-- Provided entries --
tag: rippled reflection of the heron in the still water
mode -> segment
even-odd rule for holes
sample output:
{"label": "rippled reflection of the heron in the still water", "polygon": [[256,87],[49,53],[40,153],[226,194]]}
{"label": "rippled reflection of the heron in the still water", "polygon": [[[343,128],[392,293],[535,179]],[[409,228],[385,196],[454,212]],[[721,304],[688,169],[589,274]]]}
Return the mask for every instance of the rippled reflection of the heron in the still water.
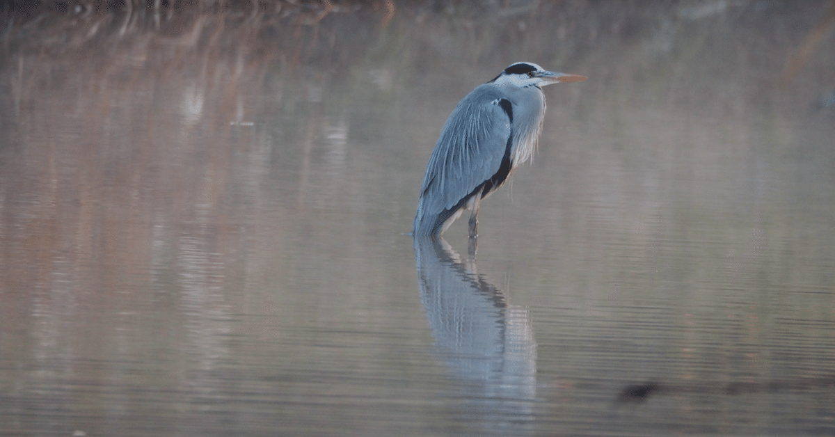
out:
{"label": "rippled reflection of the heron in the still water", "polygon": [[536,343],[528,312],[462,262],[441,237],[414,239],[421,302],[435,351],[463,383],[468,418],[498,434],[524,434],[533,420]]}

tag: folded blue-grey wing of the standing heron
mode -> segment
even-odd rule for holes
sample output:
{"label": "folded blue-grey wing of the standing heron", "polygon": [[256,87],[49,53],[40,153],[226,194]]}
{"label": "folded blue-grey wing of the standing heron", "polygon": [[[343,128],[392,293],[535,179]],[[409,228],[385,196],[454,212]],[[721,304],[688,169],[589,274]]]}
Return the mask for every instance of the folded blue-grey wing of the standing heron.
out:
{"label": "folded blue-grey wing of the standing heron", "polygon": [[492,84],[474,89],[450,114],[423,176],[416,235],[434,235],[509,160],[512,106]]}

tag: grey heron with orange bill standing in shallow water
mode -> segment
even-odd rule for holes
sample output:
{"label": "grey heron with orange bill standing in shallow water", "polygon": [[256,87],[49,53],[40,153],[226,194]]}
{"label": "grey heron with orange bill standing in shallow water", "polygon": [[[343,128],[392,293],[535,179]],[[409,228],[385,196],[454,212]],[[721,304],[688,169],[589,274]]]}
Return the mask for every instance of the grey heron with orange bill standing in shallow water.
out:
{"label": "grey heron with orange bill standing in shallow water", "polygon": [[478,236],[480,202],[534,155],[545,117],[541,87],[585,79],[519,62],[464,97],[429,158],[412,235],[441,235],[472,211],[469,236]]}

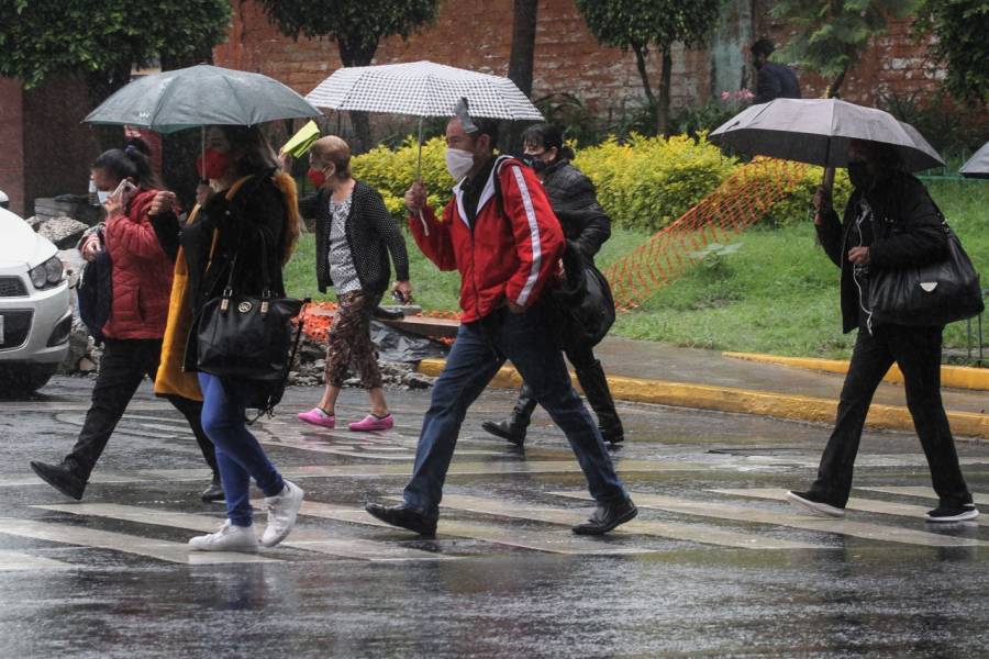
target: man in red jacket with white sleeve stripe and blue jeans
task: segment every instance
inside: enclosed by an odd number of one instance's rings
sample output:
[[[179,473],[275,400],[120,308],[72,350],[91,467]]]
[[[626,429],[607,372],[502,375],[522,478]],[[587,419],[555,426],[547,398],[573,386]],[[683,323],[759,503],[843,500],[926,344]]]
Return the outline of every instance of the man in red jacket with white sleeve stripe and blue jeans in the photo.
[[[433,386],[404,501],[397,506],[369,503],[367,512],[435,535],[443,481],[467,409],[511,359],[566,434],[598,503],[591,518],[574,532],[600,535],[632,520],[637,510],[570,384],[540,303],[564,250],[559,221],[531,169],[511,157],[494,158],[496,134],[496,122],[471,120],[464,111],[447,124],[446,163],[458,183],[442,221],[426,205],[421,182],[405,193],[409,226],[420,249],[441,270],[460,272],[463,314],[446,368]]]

-- Task instructions --
Reproduce all of the data exactly, omitting each picture it holds.

-- Completed exercise --
tag: rippled reflection of the heron in the still water
mode -> segment
even-odd rule for holes
sample output:
{"label": "rippled reflection of the heron in the still water", "polygon": [[256,87],[49,53],[40,153],[226,194]]}
{"label": "rippled reflection of the heron in the still water", "polygon": [[[343,128],[392,293],[535,179]],[[409,228],[385,196],[454,212]],[[721,304],[688,169],[589,274]]]}
Return the mask for every instance of the rippled reflection of the heron in the still water.
out:
{"label": "rippled reflection of the heron in the still water", "polygon": [[536,343],[528,312],[462,262],[441,237],[414,239],[421,302],[435,351],[463,383],[468,418],[498,434],[524,434],[533,420]]}

tag: folded blue-grey wing of the standing heron
mode -> segment
even-odd rule for holes
sample output:
{"label": "folded blue-grey wing of the standing heron", "polygon": [[256,87],[49,53],[40,153],[226,194]]}
{"label": "folded blue-grey wing of the standing heron", "polygon": [[[343,128],[392,293],[535,179]],[[409,228],[385,196],[454,212]],[[721,304],[688,169],[589,274]]]}
Return the mask for every instance of the folded blue-grey wing of the standing heron.
out:
{"label": "folded blue-grey wing of the standing heron", "polygon": [[492,84],[474,89],[450,114],[423,176],[416,235],[434,235],[509,160],[512,106]]}

tag: grey heron with orange bill standing in shallow water
mode -> segment
even-odd rule for holes
sample output:
{"label": "grey heron with orange bill standing in shallow water", "polygon": [[256,87],[49,53],[40,153],[226,194]]}
{"label": "grey heron with orange bill standing in shallow water", "polygon": [[[343,128],[392,293],[535,179]],[[409,228],[385,196],[454,212]],[[721,304],[688,169],[589,274]]]}
Return the mask for every instance of the grey heron with orange bill standing in shallow water.
out:
{"label": "grey heron with orange bill standing in shallow water", "polygon": [[478,236],[480,202],[534,155],[545,117],[541,87],[585,79],[519,62],[464,97],[429,158],[412,235],[441,235],[472,211],[469,236]]}

target: man in red jacket with white sleeve stripe and blue jeans
task: segment every instance
inside: enclosed by an odd number of one instance's rings
sample output:
[[[179,473],[275,400],[120,308],[72,350],[91,467]]]
[[[626,429],[607,372],[502,375],[522,478]],[[587,419],[555,426],[547,398],[573,386]],[[683,323],[759,503],[843,500],[926,344]]]
Return the outline of every instance of the man in red jacket with white sleeve stripe and blue jeans in the photo.
[[[433,386],[404,501],[397,506],[369,503],[367,512],[435,535],[443,481],[467,409],[511,359],[566,434],[598,503],[591,518],[574,532],[600,535],[632,520],[637,510],[570,384],[540,303],[564,250],[559,221],[531,169],[511,157],[494,158],[496,134],[496,122],[471,120],[464,111],[447,124],[446,163],[458,183],[442,221],[426,205],[421,182],[405,193],[409,226],[420,249],[441,270],[460,272],[463,314],[446,368]]]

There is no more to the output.